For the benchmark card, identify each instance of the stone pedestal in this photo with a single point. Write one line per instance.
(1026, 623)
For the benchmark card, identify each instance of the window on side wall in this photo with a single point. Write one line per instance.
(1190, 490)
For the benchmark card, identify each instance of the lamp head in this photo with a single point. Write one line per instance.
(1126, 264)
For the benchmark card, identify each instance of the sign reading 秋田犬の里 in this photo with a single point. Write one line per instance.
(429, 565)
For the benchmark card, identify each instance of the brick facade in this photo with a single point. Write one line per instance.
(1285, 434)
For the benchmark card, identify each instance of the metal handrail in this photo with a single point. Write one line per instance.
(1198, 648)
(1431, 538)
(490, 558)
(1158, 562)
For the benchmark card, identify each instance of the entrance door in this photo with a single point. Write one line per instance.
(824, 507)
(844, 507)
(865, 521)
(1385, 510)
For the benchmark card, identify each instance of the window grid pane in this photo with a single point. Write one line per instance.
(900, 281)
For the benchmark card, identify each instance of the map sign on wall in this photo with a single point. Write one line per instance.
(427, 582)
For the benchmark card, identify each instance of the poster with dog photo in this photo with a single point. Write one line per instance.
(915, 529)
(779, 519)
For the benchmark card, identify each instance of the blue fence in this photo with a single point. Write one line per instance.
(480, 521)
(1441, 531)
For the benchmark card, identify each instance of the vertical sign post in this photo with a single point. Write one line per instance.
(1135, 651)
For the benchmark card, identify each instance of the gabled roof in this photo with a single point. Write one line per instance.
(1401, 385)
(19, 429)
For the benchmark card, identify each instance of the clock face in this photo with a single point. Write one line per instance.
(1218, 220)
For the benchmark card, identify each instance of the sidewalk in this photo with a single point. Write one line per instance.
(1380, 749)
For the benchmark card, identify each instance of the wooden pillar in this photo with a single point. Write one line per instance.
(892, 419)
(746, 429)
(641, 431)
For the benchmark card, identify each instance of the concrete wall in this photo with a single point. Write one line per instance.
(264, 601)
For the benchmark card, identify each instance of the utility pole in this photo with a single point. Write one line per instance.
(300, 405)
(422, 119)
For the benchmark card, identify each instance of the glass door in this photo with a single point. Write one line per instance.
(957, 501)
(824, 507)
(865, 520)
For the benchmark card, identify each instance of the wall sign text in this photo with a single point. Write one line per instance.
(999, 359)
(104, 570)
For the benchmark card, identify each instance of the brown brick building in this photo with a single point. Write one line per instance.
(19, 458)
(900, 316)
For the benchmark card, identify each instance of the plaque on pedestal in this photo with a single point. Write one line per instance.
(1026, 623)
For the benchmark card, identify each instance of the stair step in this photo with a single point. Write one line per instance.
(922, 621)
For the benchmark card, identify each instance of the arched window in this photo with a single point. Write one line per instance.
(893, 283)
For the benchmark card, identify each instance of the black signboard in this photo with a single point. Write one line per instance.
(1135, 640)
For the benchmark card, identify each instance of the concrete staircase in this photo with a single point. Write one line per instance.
------------------------------------------------
Format all of the data above as a numbered list, one entry per line, omitting blank lines.

1. For the benchmark card, identify each instance of the stone pedestal in this photo with a single point. Write one line per instance.
2. (1026, 623)
3. For the benchmark card, identify each instance of the window on side wall in this photo with a single point. Write one line per instance.
4. (1190, 490)
5. For the benchmark card, identify each instance of the lamp head in this photo with a single point. Write one line per instance.
6. (1126, 264)
7. For the benchmark card, identify each instance of the sign reading 秋田犬の里 in this photo with a single point. Write one line per instance.
8. (429, 565)
9. For the benchmark card, identify each instance of the brick facade in this photo with a single point. Write one line per instance.
10. (1285, 434)
11. For the benchmark card, identify each instance of the metal handrail in this photo with a single point. Write one line per instance.
12. (1198, 648)
13. (1431, 538)
14. (490, 558)
15. (1158, 562)
16. For the benchmark card, identify each instance of the entrance door in this photo with a single point. Write one line per instance.
17. (824, 507)
18. (844, 507)
19. (865, 521)
20. (1385, 510)
21. For the benchmark card, identify each instance of the window grid pane in this photo with a single point. Write one line per instance.
22. (900, 281)
23. For the benchmark card, identify each instance of the map sign on wall in this photo with a single point. Write one line per instance.
24. (427, 582)
25. For the benchmark card, identify each instance of the poster with dog photo in this photo with a single point. Write one line per instance.
26. (915, 529)
27. (779, 519)
28. For the benchmark card, identify each instance of the blue fence in this photo with a single point. Write one line per instance.
29. (480, 521)
30. (1441, 531)
31. For the benchmark card, identify each instance of the vertical sign post in this photo with a single point. Write one line per instance.
32. (1135, 651)
33. For the benchmark card, identify each instance of the gabled roof in this photo with a single point. Write one line per instance.
34. (1401, 385)
35. (19, 429)
36. For the benchmark card, identify each instance of the clock face in this photo with a single point. Write one line per instance.
37. (1218, 220)
38. For the benchmark card, identify each instance of the sidewalk in this photo with a single point. Write one line per instance.
39. (1380, 749)
40. For the benchmark card, identify each instance of the wooden pillar in this photo with a single point. Write one line per instance.
41. (892, 419)
42. (746, 429)
43. (641, 431)
44. For the benchmark card, identify each instance of the concrete wall in this photo with a single point. Write one line per instance.
45. (264, 601)
46. For the benchmark card, identify each instance of the utility pole in this photo with a single point. Write one line per instance.
47. (300, 405)
48. (422, 119)
49. For the benchmark card, identify each instance of the glass door in this photo with a single point. Write one line per instance.
50. (957, 501)
51. (824, 507)
52. (865, 520)
53. For the benchmark card, identify each instance of the wall sign text in this photo with a single point. Write one line per instance.
54. (999, 359)
55. (104, 570)
56. For the benchmark card, identify each instance of the brown brick building in this photo with a single point. Write one line per instance.
57. (19, 458)
58. (900, 316)
59. For the benchmark card, identify each instance of the plaque on pedestal in this photo with a single point. Write one line per instance.
60. (1026, 623)
61. For the benchmark card, identify each instance of the stair step in this photo with a single point. Write one line per instance.
62. (922, 621)
63. For the benchmark card, identify each instance of the arched window in this photo with a single point. Write one line per instance.
64. (893, 283)
65. For the benchmark card, identify each instance of the black signboard in this photo with a single point. Write one line per instance.
66. (1135, 640)
67. For the benchmark card, identify each instance of the concrete staircase in this photo with a single point. Write one line per instance.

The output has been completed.